» **Aufgabenstellung**: Ersetze in den folgenden Zeilen „thickest“ durch „widest“ und gib alle Zeilen sonst unverändert wieder.

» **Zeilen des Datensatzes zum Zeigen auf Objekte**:
.....
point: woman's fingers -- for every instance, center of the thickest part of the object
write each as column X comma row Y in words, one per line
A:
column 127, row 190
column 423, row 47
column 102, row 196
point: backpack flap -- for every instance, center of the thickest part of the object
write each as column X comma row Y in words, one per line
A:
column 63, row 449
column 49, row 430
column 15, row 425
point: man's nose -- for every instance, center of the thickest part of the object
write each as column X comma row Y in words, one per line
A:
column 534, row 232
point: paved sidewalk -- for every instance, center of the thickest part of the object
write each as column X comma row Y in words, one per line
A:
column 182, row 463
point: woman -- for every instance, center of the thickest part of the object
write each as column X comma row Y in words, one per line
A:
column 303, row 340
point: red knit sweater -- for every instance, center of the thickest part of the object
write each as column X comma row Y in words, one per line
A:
.....
» **Gelöste Aufgabe**:
point: woman's fingers -- for every instance, center of the widest part of the object
write each as column X comma row Y in words, one per line
A:
column 127, row 190
column 423, row 47
column 102, row 196
point: backpack flap -- for every instance, center of the widest part of the object
write each as column X comma row Y in words, one per line
A:
column 63, row 449
column 49, row 430
column 15, row 425
point: man's nose -- for every instance, center of the widest part of the object
write each as column X comma row Y in words, one per line
A:
column 534, row 232
point: paved sidewalk -- for every instance, center of the widest part of the object
write each as column X comma row Y in words, one per line
A:
column 182, row 463
point: woman -- for every instance, center of the widest part of the object
write each as column X comma row Y in words, one per line
A:
column 303, row 340
point: red knit sweater -- for every instance, center of the widest part of the object
write each as column X comma row Y in words, one per line
A:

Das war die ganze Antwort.